**WORK INSTRUCTIONS:** The task calls for the lines from the start of the entries below through the line with "Target: white fascia board", given again verbatim, with every picture dropped.
==========
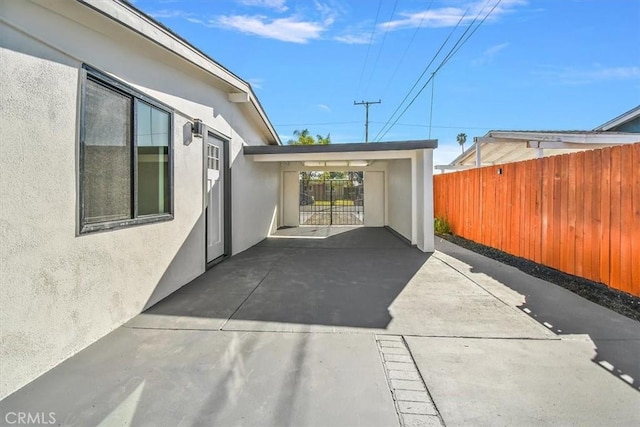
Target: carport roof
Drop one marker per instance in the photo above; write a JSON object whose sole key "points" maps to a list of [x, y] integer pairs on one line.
{"points": [[381, 149]]}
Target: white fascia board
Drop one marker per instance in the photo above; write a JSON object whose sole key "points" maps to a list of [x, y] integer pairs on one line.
{"points": [[611, 138], [137, 22], [569, 145], [321, 157], [130, 18], [623, 118], [454, 167], [466, 155]]}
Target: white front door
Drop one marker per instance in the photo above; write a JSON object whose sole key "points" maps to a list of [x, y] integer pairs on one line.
{"points": [[215, 197]]}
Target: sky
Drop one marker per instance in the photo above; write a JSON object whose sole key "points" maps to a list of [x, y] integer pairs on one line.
{"points": [[439, 67]]}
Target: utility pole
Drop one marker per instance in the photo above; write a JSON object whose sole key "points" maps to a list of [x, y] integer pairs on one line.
{"points": [[366, 117], [433, 83]]}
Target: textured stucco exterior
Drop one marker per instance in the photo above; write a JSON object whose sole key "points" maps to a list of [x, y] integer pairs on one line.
{"points": [[62, 290], [399, 184]]}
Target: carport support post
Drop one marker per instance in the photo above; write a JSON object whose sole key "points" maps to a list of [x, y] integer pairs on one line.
{"points": [[427, 207], [414, 198]]}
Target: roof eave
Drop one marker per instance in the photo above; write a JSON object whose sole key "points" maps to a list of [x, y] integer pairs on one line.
{"points": [[127, 15]]}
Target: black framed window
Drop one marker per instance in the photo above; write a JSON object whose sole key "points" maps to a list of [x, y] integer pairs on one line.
{"points": [[126, 150]]}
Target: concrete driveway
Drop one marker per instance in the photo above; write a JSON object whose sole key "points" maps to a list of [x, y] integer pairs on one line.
{"points": [[353, 327]]}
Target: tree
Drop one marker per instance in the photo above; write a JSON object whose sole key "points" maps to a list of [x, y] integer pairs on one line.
{"points": [[304, 138], [462, 138]]}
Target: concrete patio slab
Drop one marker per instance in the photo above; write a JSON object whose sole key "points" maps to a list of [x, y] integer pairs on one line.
{"points": [[488, 382], [341, 332], [203, 378]]}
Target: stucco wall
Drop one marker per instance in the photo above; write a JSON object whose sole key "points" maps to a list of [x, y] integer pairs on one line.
{"points": [[399, 195], [61, 291]]}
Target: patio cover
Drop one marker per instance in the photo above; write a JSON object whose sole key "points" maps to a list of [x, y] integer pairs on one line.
{"points": [[357, 156]]}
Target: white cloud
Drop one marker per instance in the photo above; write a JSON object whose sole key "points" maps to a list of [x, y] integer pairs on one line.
{"points": [[359, 38], [450, 16], [277, 5], [284, 29], [490, 53], [598, 73]]}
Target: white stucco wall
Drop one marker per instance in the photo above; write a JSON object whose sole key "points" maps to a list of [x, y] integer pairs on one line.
{"points": [[399, 195], [61, 291], [374, 198]]}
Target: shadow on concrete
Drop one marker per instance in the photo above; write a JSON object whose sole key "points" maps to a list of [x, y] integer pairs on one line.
{"points": [[617, 338], [348, 279]]}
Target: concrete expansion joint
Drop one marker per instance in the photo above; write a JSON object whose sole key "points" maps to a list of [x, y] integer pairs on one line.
{"points": [[414, 404], [529, 315]]}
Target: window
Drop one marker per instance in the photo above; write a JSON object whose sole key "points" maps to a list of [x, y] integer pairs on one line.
{"points": [[125, 156], [213, 157]]}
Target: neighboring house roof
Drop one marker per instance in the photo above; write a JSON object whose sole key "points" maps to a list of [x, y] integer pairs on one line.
{"points": [[622, 121], [238, 90], [502, 146]]}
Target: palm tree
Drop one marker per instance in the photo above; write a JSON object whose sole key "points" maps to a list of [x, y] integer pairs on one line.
{"points": [[462, 138]]}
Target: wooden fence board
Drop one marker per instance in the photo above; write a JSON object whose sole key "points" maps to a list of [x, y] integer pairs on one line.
{"points": [[588, 241], [605, 213], [571, 216], [579, 213], [626, 220], [635, 228], [614, 248]]}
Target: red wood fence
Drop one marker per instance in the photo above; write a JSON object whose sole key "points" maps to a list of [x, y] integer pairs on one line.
{"points": [[578, 213]]}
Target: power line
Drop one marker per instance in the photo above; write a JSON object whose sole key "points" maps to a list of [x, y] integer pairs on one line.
{"points": [[366, 59], [366, 120], [422, 74], [406, 50], [461, 41], [384, 38]]}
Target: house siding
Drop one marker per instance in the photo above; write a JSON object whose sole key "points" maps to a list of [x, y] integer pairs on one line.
{"points": [[61, 291]]}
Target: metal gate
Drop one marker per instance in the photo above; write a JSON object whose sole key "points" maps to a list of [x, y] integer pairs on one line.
{"points": [[331, 201]]}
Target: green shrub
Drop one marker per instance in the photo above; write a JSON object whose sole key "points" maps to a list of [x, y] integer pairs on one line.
{"points": [[441, 226]]}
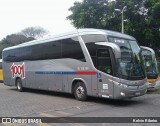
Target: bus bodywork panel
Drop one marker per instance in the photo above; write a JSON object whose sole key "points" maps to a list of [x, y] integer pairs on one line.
{"points": [[62, 74]]}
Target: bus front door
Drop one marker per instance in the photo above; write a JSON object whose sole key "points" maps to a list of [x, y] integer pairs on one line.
{"points": [[104, 76]]}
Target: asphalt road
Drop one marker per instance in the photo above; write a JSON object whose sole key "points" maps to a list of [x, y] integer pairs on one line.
{"points": [[35, 103]]}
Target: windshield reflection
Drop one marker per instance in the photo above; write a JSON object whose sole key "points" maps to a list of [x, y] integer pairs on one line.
{"points": [[130, 66]]}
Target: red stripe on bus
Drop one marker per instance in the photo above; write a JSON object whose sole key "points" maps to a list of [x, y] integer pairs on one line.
{"points": [[86, 73]]}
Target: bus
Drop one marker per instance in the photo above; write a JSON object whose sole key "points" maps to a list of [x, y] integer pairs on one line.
{"points": [[1, 71], [151, 67], [85, 62]]}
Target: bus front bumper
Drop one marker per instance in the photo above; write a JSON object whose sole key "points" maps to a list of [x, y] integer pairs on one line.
{"points": [[129, 91]]}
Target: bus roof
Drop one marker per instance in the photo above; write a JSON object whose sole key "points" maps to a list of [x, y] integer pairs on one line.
{"points": [[72, 34]]}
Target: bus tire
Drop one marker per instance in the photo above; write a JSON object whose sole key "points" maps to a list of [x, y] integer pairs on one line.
{"points": [[19, 85], [80, 91]]}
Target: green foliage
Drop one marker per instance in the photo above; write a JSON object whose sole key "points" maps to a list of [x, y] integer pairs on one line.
{"points": [[143, 18]]}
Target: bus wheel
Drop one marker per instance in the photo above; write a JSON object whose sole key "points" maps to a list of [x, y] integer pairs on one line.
{"points": [[80, 91], [19, 85]]}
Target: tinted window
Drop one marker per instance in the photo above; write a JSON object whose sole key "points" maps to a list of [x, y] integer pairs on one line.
{"points": [[50, 50], [100, 56], [71, 49], [93, 38]]}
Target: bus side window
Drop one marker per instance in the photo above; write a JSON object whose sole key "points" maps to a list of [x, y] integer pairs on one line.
{"points": [[104, 61]]}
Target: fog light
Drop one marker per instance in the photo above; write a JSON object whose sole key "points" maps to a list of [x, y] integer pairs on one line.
{"points": [[122, 94]]}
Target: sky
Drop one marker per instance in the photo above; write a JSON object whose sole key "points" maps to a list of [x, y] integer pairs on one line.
{"points": [[16, 15]]}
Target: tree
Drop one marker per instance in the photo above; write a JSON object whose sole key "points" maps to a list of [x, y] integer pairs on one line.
{"points": [[34, 32], [143, 18]]}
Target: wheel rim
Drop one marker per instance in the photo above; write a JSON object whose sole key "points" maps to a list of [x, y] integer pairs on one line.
{"points": [[80, 91], [18, 86]]}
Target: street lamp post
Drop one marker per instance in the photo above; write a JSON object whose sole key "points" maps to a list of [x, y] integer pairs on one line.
{"points": [[122, 11]]}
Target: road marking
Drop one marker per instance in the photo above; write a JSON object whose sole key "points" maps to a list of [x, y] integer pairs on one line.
{"points": [[47, 115], [63, 113]]}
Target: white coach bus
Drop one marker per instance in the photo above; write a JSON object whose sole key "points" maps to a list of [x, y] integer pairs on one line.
{"points": [[87, 62]]}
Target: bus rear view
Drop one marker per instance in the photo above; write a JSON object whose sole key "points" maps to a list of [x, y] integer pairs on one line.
{"points": [[86, 62]]}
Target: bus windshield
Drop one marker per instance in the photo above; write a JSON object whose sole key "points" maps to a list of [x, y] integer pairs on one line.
==========
**OUTPUT FOR THIS TASK:**
Target: carport roof
Drop one marker per instance in the photo above; write a JSON object whose sole key "points" maps to a list of [x, y] integer pairs on one line.
{"points": [[381, 149]]}
Target: white fascia board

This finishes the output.